### What is being asked
Turn the items from the line containing "Check that every instance of the gray slacks" down through the line containing "[(44, 137)]" into a Markdown table with the columns "Row" and "Line", leaving out any blank lines.

++++ Data for processing

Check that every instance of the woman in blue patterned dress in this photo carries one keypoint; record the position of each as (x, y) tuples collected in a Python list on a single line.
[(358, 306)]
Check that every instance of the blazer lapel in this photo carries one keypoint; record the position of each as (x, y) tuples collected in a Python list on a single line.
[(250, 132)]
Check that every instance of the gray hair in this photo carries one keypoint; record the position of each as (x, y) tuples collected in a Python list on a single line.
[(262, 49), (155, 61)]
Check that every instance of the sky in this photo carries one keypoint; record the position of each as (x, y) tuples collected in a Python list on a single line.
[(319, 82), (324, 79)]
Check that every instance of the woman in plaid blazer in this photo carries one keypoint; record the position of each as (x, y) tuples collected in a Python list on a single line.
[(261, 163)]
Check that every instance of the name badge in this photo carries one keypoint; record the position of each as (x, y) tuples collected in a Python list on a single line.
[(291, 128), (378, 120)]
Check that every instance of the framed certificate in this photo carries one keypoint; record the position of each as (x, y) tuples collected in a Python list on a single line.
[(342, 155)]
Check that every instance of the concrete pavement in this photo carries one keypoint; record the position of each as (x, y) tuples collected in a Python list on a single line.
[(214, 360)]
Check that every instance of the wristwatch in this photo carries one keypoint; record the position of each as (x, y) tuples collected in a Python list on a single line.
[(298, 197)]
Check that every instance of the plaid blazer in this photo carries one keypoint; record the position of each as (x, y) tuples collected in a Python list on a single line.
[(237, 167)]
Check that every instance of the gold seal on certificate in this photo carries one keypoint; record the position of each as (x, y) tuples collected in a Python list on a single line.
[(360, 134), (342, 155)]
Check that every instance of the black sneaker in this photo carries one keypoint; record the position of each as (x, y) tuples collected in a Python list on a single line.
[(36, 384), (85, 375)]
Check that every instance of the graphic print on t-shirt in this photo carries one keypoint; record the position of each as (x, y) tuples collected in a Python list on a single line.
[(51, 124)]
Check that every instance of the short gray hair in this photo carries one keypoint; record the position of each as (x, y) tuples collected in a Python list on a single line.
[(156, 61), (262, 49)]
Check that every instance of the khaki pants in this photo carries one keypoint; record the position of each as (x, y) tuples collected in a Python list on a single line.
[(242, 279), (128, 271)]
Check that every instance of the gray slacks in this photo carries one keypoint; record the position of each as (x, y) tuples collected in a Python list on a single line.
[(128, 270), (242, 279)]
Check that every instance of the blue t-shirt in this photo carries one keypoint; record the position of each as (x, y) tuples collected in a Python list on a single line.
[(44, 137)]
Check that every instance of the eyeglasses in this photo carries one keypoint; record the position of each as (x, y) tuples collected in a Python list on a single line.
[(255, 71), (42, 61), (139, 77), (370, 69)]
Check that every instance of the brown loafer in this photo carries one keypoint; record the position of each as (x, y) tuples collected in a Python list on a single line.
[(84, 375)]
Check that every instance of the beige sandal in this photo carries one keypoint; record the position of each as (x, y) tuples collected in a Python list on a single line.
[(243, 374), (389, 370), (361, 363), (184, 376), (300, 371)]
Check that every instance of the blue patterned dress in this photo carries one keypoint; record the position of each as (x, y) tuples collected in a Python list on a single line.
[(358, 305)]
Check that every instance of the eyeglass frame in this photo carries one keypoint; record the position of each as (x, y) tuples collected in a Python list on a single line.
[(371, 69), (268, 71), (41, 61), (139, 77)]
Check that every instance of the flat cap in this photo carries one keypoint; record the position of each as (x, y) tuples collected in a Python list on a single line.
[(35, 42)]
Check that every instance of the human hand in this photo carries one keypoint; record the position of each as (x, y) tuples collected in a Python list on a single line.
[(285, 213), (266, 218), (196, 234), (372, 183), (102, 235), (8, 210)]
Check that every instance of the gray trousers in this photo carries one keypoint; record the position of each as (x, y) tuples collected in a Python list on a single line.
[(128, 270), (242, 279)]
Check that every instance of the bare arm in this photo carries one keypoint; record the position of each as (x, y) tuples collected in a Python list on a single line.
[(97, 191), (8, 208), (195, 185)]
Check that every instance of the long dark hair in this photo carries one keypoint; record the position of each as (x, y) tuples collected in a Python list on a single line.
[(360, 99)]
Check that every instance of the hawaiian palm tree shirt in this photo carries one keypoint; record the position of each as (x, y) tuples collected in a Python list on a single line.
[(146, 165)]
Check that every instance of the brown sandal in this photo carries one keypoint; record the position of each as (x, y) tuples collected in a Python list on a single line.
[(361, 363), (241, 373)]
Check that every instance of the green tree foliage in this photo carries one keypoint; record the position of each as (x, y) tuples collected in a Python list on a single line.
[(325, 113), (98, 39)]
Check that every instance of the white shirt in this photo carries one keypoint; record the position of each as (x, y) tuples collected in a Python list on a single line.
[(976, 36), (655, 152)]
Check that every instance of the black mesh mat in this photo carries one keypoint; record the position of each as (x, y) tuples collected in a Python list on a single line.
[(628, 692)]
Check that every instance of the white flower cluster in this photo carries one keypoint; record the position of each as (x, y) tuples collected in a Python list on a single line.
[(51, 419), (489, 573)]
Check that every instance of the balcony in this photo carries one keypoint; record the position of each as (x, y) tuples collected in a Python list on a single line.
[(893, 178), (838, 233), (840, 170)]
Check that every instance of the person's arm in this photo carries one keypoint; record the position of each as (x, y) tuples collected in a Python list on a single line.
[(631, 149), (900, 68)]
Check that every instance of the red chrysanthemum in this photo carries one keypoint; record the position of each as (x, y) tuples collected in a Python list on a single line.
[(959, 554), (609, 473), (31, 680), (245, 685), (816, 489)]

++++++++

### Worked answer
| Row | Line |
|---|---|
| 1 | Check that every instance of the gray slacks in this photo carries one keypoint; record the position of each as (x, y) tuples collected in a Python list on a single line. |
| 2 | [(128, 270), (242, 279)] |
| 3 | Check that every instance of the blue t-shirt in this photo carries one keypoint; record the position of each as (x, y) tuples collected in a Python list on a single line. |
| 4 | [(44, 137)] |